# [WHAT TO DO]
Take the line that contains "Pinpoint each panda cub lying" and all lines after it, up to and including the last line of the data, and write them out exactly; nothing else belongs in the answer.

# [MATERIAL TO PROCESS]
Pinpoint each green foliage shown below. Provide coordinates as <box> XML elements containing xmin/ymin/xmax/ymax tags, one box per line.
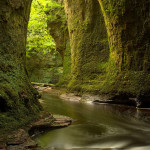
<box><xmin>27</xmin><ymin>0</ymin><xmax>56</xmax><ymax>57</ymax></box>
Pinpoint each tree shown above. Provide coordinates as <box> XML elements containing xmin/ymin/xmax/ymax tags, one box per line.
<box><xmin>0</xmin><ymin>0</ymin><xmax>41</xmax><ymax>129</ymax></box>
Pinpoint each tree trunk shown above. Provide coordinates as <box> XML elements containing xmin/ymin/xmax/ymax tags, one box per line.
<box><xmin>0</xmin><ymin>0</ymin><xmax>40</xmax><ymax>128</ymax></box>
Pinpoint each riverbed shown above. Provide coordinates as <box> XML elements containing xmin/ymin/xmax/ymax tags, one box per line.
<box><xmin>35</xmin><ymin>93</ymin><xmax>150</xmax><ymax>150</ymax></box>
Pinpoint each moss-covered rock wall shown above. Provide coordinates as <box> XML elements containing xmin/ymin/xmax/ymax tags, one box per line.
<box><xmin>0</xmin><ymin>0</ymin><xmax>40</xmax><ymax>131</ymax></box>
<box><xmin>45</xmin><ymin>0</ymin><xmax>71</xmax><ymax>86</ymax></box>
<box><xmin>64</xmin><ymin>0</ymin><xmax>109</xmax><ymax>91</ymax></box>
<box><xmin>64</xmin><ymin>0</ymin><xmax>150</xmax><ymax>106</ymax></box>
<box><xmin>99</xmin><ymin>0</ymin><xmax>150</xmax><ymax>105</ymax></box>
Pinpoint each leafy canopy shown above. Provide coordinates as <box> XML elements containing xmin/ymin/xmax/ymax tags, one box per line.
<box><xmin>26</xmin><ymin>0</ymin><xmax>58</xmax><ymax>57</ymax></box>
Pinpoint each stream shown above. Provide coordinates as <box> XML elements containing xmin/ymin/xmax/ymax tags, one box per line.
<box><xmin>35</xmin><ymin>93</ymin><xmax>150</xmax><ymax>150</ymax></box>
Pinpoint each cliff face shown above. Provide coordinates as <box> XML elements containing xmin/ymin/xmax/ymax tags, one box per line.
<box><xmin>64</xmin><ymin>0</ymin><xmax>150</xmax><ymax>106</ymax></box>
<box><xmin>99</xmin><ymin>0</ymin><xmax>150</xmax><ymax>105</ymax></box>
<box><xmin>45</xmin><ymin>0</ymin><xmax>71</xmax><ymax>86</ymax></box>
<box><xmin>64</xmin><ymin>0</ymin><xmax>109</xmax><ymax>91</ymax></box>
<box><xmin>0</xmin><ymin>0</ymin><xmax>40</xmax><ymax>130</ymax></box>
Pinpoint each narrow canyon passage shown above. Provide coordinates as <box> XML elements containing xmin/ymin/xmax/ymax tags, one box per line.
<box><xmin>36</xmin><ymin>93</ymin><xmax>150</xmax><ymax>149</ymax></box>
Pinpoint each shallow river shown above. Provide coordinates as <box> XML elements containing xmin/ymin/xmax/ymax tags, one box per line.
<box><xmin>36</xmin><ymin>93</ymin><xmax>150</xmax><ymax>150</ymax></box>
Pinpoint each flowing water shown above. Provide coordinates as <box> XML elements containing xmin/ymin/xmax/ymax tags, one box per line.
<box><xmin>36</xmin><ymin>93</ymin><xmax>150</xmax><ymax>150</ymax></box>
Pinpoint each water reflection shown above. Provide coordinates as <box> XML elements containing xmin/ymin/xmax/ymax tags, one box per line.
<box><xmin>37</xmin><ymin>94</ymin><xmax>150</xmax><ymax>149</ymax></box>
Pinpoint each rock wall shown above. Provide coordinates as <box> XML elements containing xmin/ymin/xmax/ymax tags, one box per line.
<box><xmin>64</xmin><ymin>0</ymin><xmax>109</xmax><ymax>91</ymax></box>
<box><xmin>0</xmin><ymin>0</ymin><xmax>40</xmax><ymax>132</ymax></box>
<box><xmin>99</xmin><ymin>0</ymin><xmax>150</xmax><ymax>105</ymax></box>
<box><xmin>45</xmin><ymin>0</ymin><xmax>71</xmax><ymax>86</ymax></box>
<box><xmin>64</xmin><ymin>0</ymin><xmax>150</xmax><ymax>106</ymax></box>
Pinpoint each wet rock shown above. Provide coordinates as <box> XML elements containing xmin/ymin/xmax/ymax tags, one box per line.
<box><xmin>29</xmin><ymin>115</ymin><xmax>72</xmax><ymax>135</ymax></box>
<box><xmin>136</xmin><ymin>96</ymin><xmax>150</xmax><ymax>108</ymax></box>
<box><xmin>4</xmin><ymin>129</ymin><xmax>38</xmax><ymax>150</ymax></box>
<box><xmin>7</xmin><ymin>129</ymin><xmax>29</xmax><ymax>145</ymax></box>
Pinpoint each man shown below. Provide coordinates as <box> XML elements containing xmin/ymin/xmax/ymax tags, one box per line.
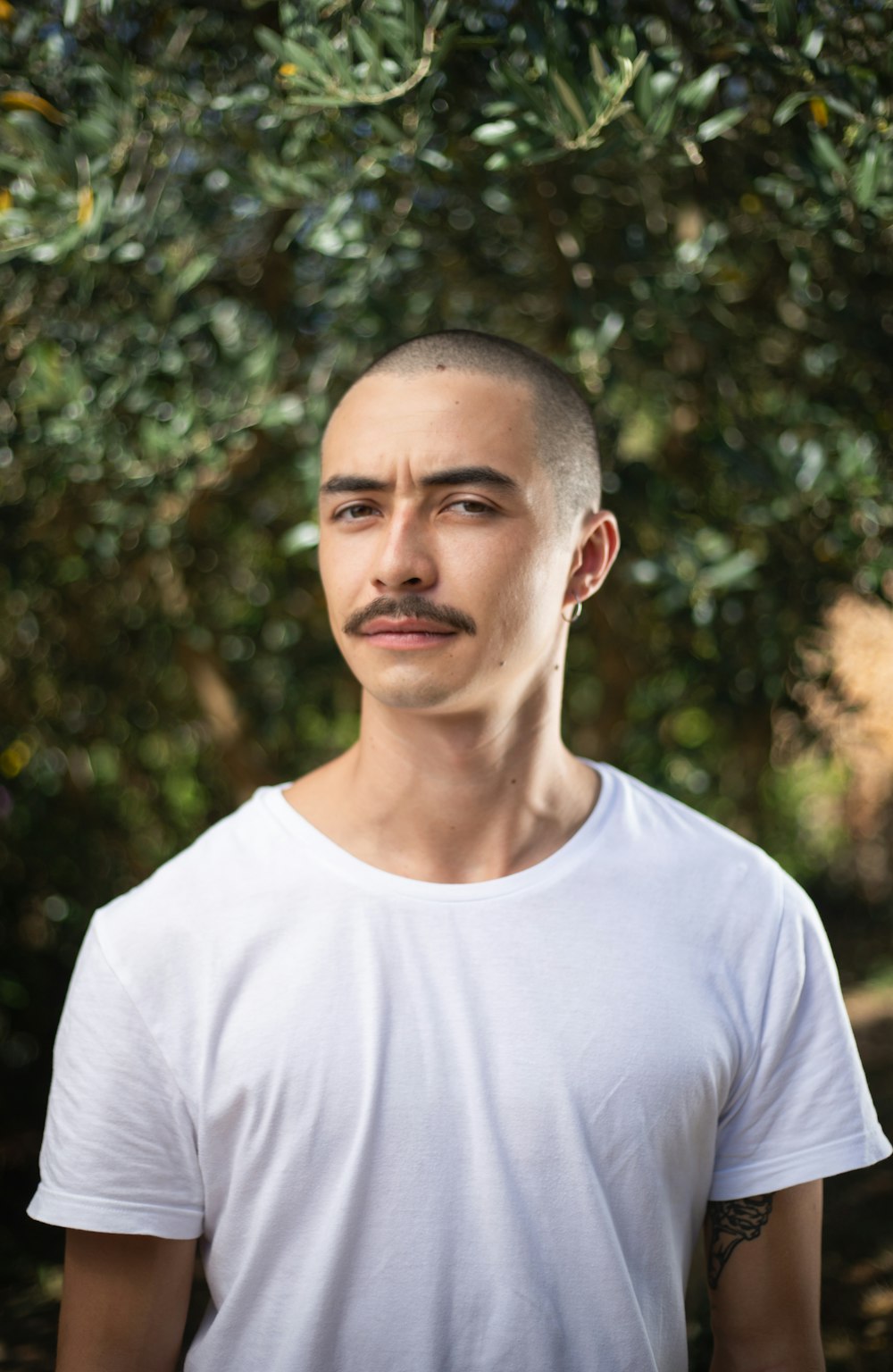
<box><xmin>30</xmin><ymin>330</ymin><xmax>889</xmax><ymax>1372</ymax></box>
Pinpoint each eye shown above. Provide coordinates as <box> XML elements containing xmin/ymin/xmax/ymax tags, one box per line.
<box><xmin>332</xmin><ymin>501</ymin><xmax>374</xmax><ymax>524</ymax></box>
<box><xmin>447</xmin><ymin>495</ymin><xmax>496</xmax><ymax>514</ymax></box>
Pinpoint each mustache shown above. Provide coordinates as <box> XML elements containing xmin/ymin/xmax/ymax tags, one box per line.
<box><xmin>343</xmin><ymin>591</ymin><xmax>478</xmax><ymax>634</ymax></box>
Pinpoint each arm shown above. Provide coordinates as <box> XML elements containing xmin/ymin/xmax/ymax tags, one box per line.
<box><xmin>704</xmin><ymin>1181</ymin><xmax>824</xmax><ymax>1372</ymax></box>
<box><xmin>56</xmin><ymin>1229</ymin><xmax>195</xmax><ymax>1372</ymax></box>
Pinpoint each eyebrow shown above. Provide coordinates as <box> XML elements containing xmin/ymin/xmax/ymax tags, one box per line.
<box><xmin>320</xmin><ymin>466</ymin><xmax>520</xmax><ymax>495</ymax></box>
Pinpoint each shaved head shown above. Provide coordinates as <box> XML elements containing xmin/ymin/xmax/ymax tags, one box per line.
<box><xmin>349</xmin><ymin>330</ymin><xmax>601</xmax><ymax>524</ymax></box>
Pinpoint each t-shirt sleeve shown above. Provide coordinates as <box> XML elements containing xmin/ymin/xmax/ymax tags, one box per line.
<box><xmin>709</xmin><ymin>874</ymin><xmax>890</xmax><ymax>1200</ymax></box>
<box><xmin>28</xmin><ymin>924</ymin><xmax>203</xmax><ymax>1239</ymax></box>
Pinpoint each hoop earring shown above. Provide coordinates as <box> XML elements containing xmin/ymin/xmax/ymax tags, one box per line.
<box><xmin>561</xmin><ymin>591</ymin><xmax>583</xmax><ymax>624</ymax></box>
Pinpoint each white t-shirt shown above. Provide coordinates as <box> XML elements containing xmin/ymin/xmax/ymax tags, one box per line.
<box><xmin>29</xmin><ymin>765</ymin><xmax>890</xmax><ymax>1372</ymax></box>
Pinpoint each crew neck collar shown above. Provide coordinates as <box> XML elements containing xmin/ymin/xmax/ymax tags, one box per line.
<box><xmin>254</xmin><ymin>757</ymin><xmax>617</xmax><ymax>904</ymax></box>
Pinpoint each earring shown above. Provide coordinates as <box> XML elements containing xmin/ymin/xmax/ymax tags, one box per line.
<box><xmin>561</xmin><ymin>591</ymin><xmax>583</xmax><ymax>624</ymax></box>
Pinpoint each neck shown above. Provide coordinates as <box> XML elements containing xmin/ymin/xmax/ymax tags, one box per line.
<box><xmin>289</xmin><ymin>661</ymin><xmax>598</xmax><ymax>883</ymax></box>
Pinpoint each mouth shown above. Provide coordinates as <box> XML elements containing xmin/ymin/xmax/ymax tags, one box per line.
<box><xmin>361</xmin><ymin>619</ymin><xmax>457</xmax><ymax>648</ymax></box>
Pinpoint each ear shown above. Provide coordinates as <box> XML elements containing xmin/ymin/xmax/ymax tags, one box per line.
<box><xmin>566</xmin><ymin>510</ymin><xmax>620</xmax><ymax>605</ymax></box>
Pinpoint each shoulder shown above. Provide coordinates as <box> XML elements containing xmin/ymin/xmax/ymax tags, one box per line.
<box><xmin>593</xmin><ymin>767</ymin><xmax>795</xmax><ymax>960</ymax></box>
<box><xmin>599</xmin><ymin>765</ymin><xmax>780</xmax><ymax>883</ymax></box>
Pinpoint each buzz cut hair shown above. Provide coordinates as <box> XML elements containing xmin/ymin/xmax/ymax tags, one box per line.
<box><xmin>356</xmin><ymin>330</ymin><xmax>601</xmax><ymax>525</ymax></box>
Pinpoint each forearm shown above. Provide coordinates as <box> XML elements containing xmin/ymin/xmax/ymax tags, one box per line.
<box><xmin>711</xmin><ymin>1349</ymin><xmax>826</xmax><ymax>1372</ymax></box>
<box><xmin>56</xmin><ymin>1231</ymin><xmax>195</xmax><ymax>1372</ymax></box>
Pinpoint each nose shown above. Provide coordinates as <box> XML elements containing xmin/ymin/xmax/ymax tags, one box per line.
<box><xmin>371</xmin><ymin>509</ymin><xmax>438</xmax><ymax>591</ymax></box>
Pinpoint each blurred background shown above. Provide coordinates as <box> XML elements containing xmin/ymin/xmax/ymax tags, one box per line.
<box><xmin>0</xmin><ymin>0</ymin><xmax>893</xmax><ymax>1372</ymax></box>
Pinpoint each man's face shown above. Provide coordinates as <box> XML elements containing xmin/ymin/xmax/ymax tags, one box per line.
<box><xmin>320</xmin><ymin>371</ymin><xmax>584</xmax><ymax>711</ymax></box>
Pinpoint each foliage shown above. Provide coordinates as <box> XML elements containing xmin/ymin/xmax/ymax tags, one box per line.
<box><xmin>0</xmin><ymin>0</ymin><xmax>893</xmax><ymax>1339</ymax></box>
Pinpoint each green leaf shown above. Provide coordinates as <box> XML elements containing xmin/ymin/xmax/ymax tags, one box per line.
<box><xmin>853</xmin><ymin>144</ymin><xmax>880</xmax><ymax>210</ymax></box>
<box><xmin>696</xmin><ymin>108</ymin><xmax>747</xmax><ymax>143</ymax></box>
<box><xmin>552</xmin><ymin>71</ymin><xmax>588</xmax><ymax>131</ymax></box>
<box><xmin>809</xmin><ymin>129</ymin><xmax>847</xmax><ymax>176</ymax></box>
<box><xmin>676</xmin><ymin>62</ymin><xmax>730</xmax><ymax>111</ymax></box>
<box><xmin>772</xmin><ymin>90</ymin><xmax>814</xmax><ymax>125</ymax></box>
<box><xmin>472</xmin><ymin>120</ymin><xmax>517</xmax><ymax>146</ymax></box>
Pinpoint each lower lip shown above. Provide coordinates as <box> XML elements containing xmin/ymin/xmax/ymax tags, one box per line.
<box><xmin>363</xmin><ymin>632</ymin><xmax>455</xmax><ymax>648</ymax></box>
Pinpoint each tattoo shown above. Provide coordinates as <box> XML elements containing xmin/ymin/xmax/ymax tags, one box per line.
<box><xmin>706</xmin><ymin>1192</ymin><xmax>775</xmax><ymax>1291</ymax></box>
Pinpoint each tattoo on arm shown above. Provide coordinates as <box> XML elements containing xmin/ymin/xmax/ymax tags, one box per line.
<box><xmin>706</xmin><ymin>1192</ymin><xmax>775</xmax><ymax>1291</ymax></box>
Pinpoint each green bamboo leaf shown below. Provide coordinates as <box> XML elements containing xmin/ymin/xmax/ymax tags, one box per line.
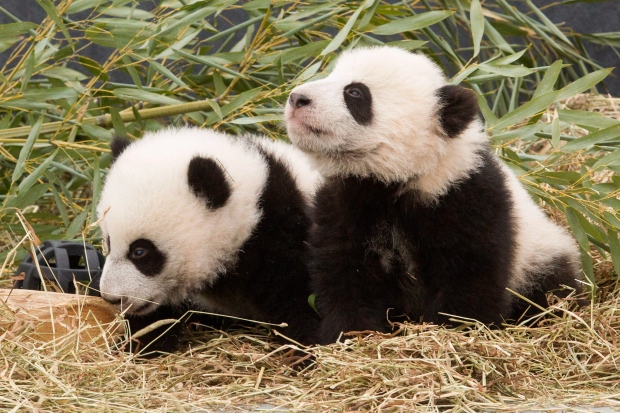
<box><xmin>478</xmin><ymin>63</ymin><xmax>534</xmax><ymax>77</ymax></box>
<box><xmin>469</xmin><ymin>0</ymin><xmax>484</xmax><ymax>57</ymax></box>
<box><xmin>46</xmin><ymin>181</ymin><xmax>69</xmax><ymax>227</ymax></box>
<box><xmin>551</xmin><ymin>110</ymin><xmax>560</xmax><ymax>149</ymax></box>
<box><xmin>532</xmin><ymin>60</ymin><xmax>563</xmax><ymax>99</ymax></box>
<box><xmin>561</xmin><ymin>125</ymin><xmax>620</xmax><ymax>153</ymax></box>
<box><xmin>39</xmin><ymin>66</ymin><xmax>88</xmax><ymax>82</ymax></box>
<box><xmin>492</xmin><ymin>47</ymin><xmax>529</xmax><ymax>65</ymax></box>
<box><xmin>37</xmin><ymin>0</ymin><xmax>74</xmax><ymax>49</ymax></box>
<box><xmin>67</xmin><ymin>0</ymin><xmax>101</xmax><ymax>14</ymax></box>
<box><xmin>24</xmin><ymin>87</ymin><xmax>78</xmax><ymax>102</ymax></box>
<box><xmin>558</xmin><ymin>68</ymin><xmax>613</xmax><ymax>100</ymax></box>
<box><xmin>558</xmin><ymin>109</ymin><xmax>620</xmax><ymax>129</ymax></box>
<box><xmin>484</xmin><ymin>20</ymin><xmax>515</xmax><ymax>54</ymax></box>
<box><xmin>90</xmin><ymin>156</ymin><xmax>101</xmax><ymax>218</ymax></box>
<box><xmin>4</xmin><ymin>183</ymin><xmax>50</xmax><ymax>209</ymax></box>
<box><xmin>17</xmin><ymin>149</ymin><xmax>58</xmax><ymax>194</ymax></box>
<box><xmin>65</xmin><ymin>209</ymin><xmax>89</xmax><ymax>239</ymax></box>
<box><xmin>80</xmin><ymin>123</ymin><xmax>112</xmax><ymax>142</ymax></box>
<box><xmin>11</xmin><ymin>116</ymin><xmax>43</xmax><ymax>184</ymax></box>
<box><xmin>174</xmin><ymin>49</ymin><xmax>247</xmax><ymax>79</ymax></box>
<box><xmin>371</xmin><ymin>11</ymin><xmax>454</xmax><ymax>36</ymax></box>
<box><xmin>112</xmin><ymin>88</ymin><xmax>181</xmax><ymax>105</ymax></box>
<box><xmin>20</xmin><ymin>52</ymin><xmax>34</xmax><ymax>92</ymax></box>
<box><xmin>229</xmin><ymin>115</ymin><xmax>284</xmax><ymax>125</ymax></box>
<box><xmin>207</xmin><ymin>99</ymin><xmax>224</xmax><ymax>120</ymax></box>
<box><xmin>590</xmin><ymin>149</ymin><xmax>620</xmax><ymax>170</ymax></box>
<box><xmin>566</xmin><ymin>207</ymin><xmax>590</xmax><ymax>251</ymax></box>
<box><xmin>607</xmin><ymin>228</ymin><xmax>620</xmax><ymax>275</ymax></box>
<box><xmin>476</xmin><ymin>95</ymin><xmax>497</xmax><ymax>125</ymax></box>
<box><xmin>492</xmin><ymin>91</ymin><xmax>560</xmax><ymax>131</ymax></box>
<box><xmin>121</xmin><ymin>55</ymin><xmax>142</xmax><ymax>89</ymax></box>
<box><xmin>157</xmin><ymin>7</ymin><xmax>223</xmax><ymax>37</ymax></box>
<box><xmin>525</xmin><ymin>0</ymin><xmax>573</xmax><ymax>47</ymax></box>
<box><xmin>110</xmin><ymin>106</ymin><xmax>127</xmax><ymax>138</ymax></box>
<box><xmin>386</xmin><ymin>40</ymin><xmax>428</xmax><ymax>50</ymax></box>
<box><xmin>0</xmin><ymin>22</ymin><xmax>39</xmax><ymax>39</ymax></box>
<box><xmin>321</xmin><ymin>0</ymin><xmax>373</xmax><ymax>56</ymax></box>
<box><xmin>149</xmin><ymin>60</ymin><xmax>190</xmax><ymax>89</ymax></box>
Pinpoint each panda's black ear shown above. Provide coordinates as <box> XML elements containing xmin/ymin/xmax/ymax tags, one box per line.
<box><xmin>187</xmin><ymin>156</ymin><xmax>232</xmax><ymax>209</ymax></box>
<box><xmin>110</xmin><ymin>135</ymin><xmax>131</xmax><ymax>162</ymax></box>
<box><xmin>437</xmin><ymin>85</ymin><xmax>478</xmax><ymax>138</ymax></box>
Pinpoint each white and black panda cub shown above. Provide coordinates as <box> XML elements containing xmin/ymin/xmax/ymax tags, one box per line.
<box><xmin>285</xmin><ymin>47</ymin><xmax>582</xmax><ymax>343</ymax></box>
<box><xmin>97</xmin><ymin>128</ymin><xmax>320</xmax><ymax>351</ymax></box>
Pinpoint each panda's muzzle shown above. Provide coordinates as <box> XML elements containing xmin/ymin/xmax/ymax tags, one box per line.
<box><xmin>101</xmin><ymin>294</ymin><xmax>121</xmax><ymax>305</ymax></box>
<box><xmin>288</xmin><ymin>93</ymin><xmax>312</xmax><ymax>109</ymax></box>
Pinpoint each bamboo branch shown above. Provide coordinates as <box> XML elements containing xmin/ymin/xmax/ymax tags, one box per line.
<box><xmin>0</xmin><ymin>100</ymin><xmax>212</xmax><ymax>143</ymax></box>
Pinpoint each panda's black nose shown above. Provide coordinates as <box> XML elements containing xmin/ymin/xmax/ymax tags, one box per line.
<box><xmin>101</xmin><ymin>294</ymin><xmax>121</xmax><ymax>305</ymax></box>
<box><xmin>288</xmin><ymin>93</ymin><xmax>312</xmax><ymax>108</ymax></box>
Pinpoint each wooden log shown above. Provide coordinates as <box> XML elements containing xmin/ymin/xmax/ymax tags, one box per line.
<box><xmin>0</xmin><ymin>289</ymin><xmax>125</xmax><ymax>345</ymax></box>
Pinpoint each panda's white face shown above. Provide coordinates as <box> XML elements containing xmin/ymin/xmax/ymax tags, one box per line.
<box><xmin>98</xmin><ymin>128</ymin><xmax>267</xmax><ymax>315</ymax></box>
<box><xmin>285</xmin><ymin>47</ymin><xmax>486</xmax><ymax>196</ymax></box>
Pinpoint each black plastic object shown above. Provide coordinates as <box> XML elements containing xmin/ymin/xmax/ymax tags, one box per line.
<box><xmin>15</xmin><ymin>241</ymin><xmax>105</xmax><ymax>296</ymax></box>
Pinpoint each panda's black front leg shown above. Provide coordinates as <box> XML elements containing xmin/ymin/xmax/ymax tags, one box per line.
<box><xmin>313</xmin><ymin>252</ymin><xmax>394</xmax><ymax>345</ymax></box>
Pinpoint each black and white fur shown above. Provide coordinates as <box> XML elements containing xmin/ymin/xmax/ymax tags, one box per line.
<box><xmin>98</xmin><ymin>128</ymin><xmax>320</xmax><ymax>350</ymax></box>
<box><xmin>285</xmin><ymin>47</ymin><xmax>582</xmax><ymax>343</ymax></box>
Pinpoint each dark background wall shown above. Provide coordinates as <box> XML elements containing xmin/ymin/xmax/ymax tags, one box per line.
<box><xmin>0</xmin><ymin>0</ymin><xmax>620</xmax><ymax>96</ymax></box>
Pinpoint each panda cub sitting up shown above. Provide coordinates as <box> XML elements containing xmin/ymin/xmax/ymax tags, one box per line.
<box><xmin>97</xmin><ymin>128</ymin><xmax>320</xmax><ymax>351</ymax></box>
<box><xmin>285</xmin><ymin>47</ymin><xmax>582</xmax><ymax>344</ymax></box>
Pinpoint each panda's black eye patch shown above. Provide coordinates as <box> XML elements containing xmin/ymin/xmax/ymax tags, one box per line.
<box><xmin>131</xmin><ymin>247</ymin><xmax>149</xmax><ymax>260</ymax></box>
<box><xmin>127</xmin><ymin>238</ymin><xmax>166</xmax><ymax>277</ymax></box>
<box><xmin>343</xmin><ymin>83</ymin><xmax>372</xmax><ymax>125</ymax></box>
<box><xmin>346</xmin><ymin>87</ymin><xmax>362</xmax><ymax>99</ymax></box>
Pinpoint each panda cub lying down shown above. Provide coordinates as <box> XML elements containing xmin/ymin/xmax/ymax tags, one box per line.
<box><xmin>97</xmin><ymin>128</ymin><xmax>320</xmax><ymax>351</ymax></box>
<box><xmin>285</xmin><ymin>47</ymin><xmax>582</xmax><ymax>344</ymax></box>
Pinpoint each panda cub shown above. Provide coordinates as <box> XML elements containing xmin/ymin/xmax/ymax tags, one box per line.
<box><xmin>97</xmin><ymin>128</ymin><xmax>320</xmax><ymax>351</ymax></box>
<box><xmin>285</xmin><ymin>47</ymin><xmax>582</xmax><ymax>344</ymax></box>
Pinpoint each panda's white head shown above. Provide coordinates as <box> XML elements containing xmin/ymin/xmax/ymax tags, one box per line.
<box><xmin>97</xmin><ymin>128</ymin><xmax>267</xmax><ymax>315</ymax></box>
<box><xmin>285</xmin><ymin>46</ymin><xmax>486</xmax><ymax>196</ymax></box>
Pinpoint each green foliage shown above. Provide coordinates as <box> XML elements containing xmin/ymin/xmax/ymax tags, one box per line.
<box><xmin>0</xmin><ymin>0</ymin><xmax>620</xmax><ymax>286</ymax></box>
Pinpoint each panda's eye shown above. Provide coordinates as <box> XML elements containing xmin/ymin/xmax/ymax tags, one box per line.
<box><xmin>131</xmin><ymin>247</ymin><xmax>149</xmax><ymax>260</ymax></box>
<box><xmin>347</xmin><ymin>87</ymin><xmax>363</xmax><ymax>99</ymax></box>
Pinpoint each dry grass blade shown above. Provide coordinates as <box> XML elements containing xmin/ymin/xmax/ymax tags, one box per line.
<box><xmin>0</xmin><ymin>284</ymin><xmax>620</xmax><ymax>412</ymax></box>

# [EXERCISE RESULT]
Pinpoint each panda cub lying down shown above. Provide coordinates as <box> XML elements containing xmin/ymin/xmax/ymax tags, one box per line.
<box><xmin>97</xmin><ymin>128</ymin><xmax>320</xmax><ymax>351</ymax></box>
<box><xmin>285</xmin><ymin>47</ymin><xmax>582</xmax><ymax>344</ymax></box>
Pinpoint each panda cub shown above. Provide coordinates as <box> XML elements containing xmin/ymin/xmax/ymax tags, one box per line.
<box><xmin>97</xmin><ymin>128</ymin><xmax>320</xmax><ymax>351</ymax></box>
<box><xmin>285</xmin><ymin>47</ymin><xmax>582</xmax><ymax>344</ymax></box>
Pinpoint each panda's white head shown above. Provide coordinates as <box> XML elements containing xmin/ymin/xmax/ymax tags, one box per line.
<box><xmin>97</xmin><ymin>128</ymin><xmax>267</xmax><ymax>315</ymax></box>
<box><xmin>285</xmin><ymin>46</ymin><xmax>486</xmax><ymax>196</ymax></box>
Pinpoint each green foliage shown above. Provide coordinates as <box> XML elements containing xmin/ymin/xmax/ymax tags, one box per line.
<box><xmin>0</xmin><ymin>0</ymin><xmax>620</xmax><ymax>286</ymax></box>
Pinpoint each panda's eye shown above. Provide coordinates as <box> XML elements containing xmin/ymin/xmax/ymax tags, one box per line.
<box><xmin>131</xmin><ymin>247</ymin><xmax>149</xmax><ymax>260</ymax></box>
<box><xmin>347</xmin><ymin>87</ymin><xmax>363</xmax><ymax>99</ymax></box>
Pinpoint each dry grass blade shown above. Provide coordinates as <box> XML elements containing xmin/ymin/xmax/ymax tags, one box per line.
<box><xmin>0</xmin><ymin>284</ymin><xmax>620</xmax><ymax>412</ymax></box>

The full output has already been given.